* **Extracted information**
[START]
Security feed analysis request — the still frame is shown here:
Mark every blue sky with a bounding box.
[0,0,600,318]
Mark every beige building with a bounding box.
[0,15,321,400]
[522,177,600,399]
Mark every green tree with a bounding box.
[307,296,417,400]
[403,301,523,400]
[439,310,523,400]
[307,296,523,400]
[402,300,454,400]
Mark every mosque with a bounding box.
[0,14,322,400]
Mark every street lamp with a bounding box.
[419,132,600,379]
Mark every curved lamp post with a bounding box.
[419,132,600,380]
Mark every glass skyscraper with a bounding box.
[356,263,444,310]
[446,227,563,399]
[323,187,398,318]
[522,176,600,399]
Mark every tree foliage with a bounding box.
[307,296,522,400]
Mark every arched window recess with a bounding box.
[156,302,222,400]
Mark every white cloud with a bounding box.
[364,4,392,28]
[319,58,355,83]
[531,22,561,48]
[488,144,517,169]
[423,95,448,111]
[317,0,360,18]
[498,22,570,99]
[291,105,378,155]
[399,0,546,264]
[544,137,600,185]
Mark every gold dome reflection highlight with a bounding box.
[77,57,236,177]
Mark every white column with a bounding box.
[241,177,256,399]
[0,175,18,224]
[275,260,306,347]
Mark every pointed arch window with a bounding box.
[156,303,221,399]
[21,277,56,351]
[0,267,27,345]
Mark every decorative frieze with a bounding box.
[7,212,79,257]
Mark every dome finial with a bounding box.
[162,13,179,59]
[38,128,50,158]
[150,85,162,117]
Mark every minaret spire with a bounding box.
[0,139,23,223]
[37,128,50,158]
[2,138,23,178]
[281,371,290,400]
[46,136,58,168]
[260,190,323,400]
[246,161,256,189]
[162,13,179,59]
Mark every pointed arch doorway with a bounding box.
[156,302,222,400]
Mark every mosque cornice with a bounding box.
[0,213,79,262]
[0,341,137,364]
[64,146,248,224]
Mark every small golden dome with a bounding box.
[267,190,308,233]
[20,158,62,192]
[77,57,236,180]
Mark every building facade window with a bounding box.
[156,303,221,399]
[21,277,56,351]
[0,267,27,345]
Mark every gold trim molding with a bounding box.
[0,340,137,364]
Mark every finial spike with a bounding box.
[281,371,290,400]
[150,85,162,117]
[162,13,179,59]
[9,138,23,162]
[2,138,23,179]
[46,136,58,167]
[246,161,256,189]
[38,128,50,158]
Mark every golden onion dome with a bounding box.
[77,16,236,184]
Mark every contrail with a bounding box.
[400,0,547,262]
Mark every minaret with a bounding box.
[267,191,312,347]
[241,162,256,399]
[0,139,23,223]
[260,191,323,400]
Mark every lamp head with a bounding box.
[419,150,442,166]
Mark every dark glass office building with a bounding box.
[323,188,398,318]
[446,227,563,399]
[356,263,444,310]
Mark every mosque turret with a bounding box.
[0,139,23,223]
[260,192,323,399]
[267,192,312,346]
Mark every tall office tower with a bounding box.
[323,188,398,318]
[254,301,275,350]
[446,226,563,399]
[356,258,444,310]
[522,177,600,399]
[END]
* **Direction**
Return each line of the entries above that contains the string "lamp". Matching is case-sensitive.

* **Final answer**
Mark every street lamp with a bounding box.
Mark every curved lamp post with a bounding box.
Mark every lamp head with a bounding box.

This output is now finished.